Stored data entries »

== Segment start ==

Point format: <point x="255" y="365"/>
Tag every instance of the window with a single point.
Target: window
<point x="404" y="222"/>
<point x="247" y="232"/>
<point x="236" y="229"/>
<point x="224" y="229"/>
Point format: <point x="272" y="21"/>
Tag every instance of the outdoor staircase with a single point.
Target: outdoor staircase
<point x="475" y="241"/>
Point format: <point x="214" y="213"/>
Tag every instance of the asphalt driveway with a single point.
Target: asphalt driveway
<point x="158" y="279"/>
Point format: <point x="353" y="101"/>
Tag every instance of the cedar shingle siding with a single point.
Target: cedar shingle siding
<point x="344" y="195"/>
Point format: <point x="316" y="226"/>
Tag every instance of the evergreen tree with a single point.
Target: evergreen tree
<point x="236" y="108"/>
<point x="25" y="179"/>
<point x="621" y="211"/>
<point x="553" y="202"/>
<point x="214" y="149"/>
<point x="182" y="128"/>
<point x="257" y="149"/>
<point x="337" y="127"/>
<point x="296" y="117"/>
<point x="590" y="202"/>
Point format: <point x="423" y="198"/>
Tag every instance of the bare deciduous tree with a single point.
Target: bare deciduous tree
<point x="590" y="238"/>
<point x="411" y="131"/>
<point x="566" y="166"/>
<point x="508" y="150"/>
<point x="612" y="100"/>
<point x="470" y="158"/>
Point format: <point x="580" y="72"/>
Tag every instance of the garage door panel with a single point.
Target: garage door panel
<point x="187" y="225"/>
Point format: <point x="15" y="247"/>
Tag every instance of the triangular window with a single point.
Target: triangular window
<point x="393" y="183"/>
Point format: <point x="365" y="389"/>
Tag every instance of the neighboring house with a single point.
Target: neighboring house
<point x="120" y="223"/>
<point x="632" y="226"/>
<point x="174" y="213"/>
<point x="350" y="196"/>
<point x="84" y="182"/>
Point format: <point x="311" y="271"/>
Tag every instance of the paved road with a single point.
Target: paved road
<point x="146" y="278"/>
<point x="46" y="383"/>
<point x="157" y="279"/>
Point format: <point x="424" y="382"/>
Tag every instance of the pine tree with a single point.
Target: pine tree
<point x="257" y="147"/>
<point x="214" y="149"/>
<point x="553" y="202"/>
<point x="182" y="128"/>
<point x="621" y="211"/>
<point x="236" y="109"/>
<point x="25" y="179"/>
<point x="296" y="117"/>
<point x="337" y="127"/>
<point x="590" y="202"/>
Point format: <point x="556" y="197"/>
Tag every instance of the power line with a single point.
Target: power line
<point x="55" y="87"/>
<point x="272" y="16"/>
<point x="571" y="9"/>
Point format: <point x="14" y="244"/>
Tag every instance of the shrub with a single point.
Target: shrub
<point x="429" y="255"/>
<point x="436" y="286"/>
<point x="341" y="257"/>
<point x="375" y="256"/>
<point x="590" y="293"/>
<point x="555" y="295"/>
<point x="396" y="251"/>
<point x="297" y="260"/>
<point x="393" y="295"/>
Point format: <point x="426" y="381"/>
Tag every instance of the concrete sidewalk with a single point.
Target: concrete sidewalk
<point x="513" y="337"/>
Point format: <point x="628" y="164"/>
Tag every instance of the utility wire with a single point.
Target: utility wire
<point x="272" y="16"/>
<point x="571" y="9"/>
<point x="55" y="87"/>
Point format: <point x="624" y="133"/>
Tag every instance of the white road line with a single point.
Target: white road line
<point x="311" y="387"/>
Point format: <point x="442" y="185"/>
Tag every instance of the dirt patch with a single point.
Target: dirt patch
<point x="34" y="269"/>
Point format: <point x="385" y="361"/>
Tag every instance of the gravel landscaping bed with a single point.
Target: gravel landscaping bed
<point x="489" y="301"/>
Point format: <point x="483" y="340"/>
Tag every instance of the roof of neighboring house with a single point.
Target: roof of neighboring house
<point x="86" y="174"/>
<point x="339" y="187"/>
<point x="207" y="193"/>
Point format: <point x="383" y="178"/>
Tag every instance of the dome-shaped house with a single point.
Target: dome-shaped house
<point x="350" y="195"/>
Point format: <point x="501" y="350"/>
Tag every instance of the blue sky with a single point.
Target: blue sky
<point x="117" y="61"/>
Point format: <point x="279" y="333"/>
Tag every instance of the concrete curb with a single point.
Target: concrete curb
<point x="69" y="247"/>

== Segment end ==
== Segment start ==

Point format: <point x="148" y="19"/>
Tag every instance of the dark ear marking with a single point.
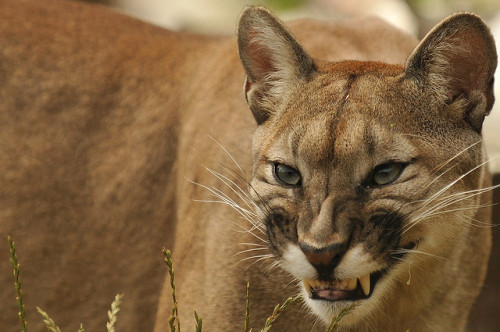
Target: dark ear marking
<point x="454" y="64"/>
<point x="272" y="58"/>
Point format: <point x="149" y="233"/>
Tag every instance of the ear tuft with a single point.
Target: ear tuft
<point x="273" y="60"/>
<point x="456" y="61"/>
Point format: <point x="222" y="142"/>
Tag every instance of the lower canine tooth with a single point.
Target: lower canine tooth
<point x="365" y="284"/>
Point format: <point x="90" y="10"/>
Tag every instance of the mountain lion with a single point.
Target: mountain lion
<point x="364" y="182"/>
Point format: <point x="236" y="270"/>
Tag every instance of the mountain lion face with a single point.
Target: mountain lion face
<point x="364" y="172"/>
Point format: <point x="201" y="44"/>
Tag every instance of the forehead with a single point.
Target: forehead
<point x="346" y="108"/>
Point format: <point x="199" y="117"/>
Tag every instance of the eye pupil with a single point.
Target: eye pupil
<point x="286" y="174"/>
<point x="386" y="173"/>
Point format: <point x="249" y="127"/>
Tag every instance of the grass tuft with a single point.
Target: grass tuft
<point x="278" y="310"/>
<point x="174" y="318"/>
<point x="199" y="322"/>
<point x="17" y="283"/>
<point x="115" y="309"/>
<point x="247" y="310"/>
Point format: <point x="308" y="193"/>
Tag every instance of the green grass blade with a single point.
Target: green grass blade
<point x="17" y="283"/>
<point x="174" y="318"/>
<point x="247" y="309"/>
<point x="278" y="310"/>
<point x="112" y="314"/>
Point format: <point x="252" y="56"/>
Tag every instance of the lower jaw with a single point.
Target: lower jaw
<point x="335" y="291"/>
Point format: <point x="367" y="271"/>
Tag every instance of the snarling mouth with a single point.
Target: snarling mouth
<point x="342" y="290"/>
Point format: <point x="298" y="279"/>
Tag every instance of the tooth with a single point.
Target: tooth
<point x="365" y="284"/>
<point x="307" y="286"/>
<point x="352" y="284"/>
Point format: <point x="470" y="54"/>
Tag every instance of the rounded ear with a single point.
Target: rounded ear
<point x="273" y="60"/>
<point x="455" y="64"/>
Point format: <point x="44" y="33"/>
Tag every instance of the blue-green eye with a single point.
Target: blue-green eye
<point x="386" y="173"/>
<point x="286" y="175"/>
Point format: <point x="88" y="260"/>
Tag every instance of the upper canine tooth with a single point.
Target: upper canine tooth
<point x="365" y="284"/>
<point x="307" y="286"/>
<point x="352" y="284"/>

== Segment end ==

TRY IT »
When the line with "Target: dirt patch" is reached in the data above, begin copying, and stop after the line with "Tag every instance of the roof"; copy each line exactly, both ends included.

TASK OUTPUT »
Target: dirt patch
<point x="34" y="269"/>
Point format: <point x="385" y="361"/>
Tag every instance of the gravel landscaping bed with a single point.
Target: gravel landscaping bed
<point x="489" y="301"/>
Point format: <point x="483" y="340"/>
Tag every instance of the roof of neighboring house with a single point.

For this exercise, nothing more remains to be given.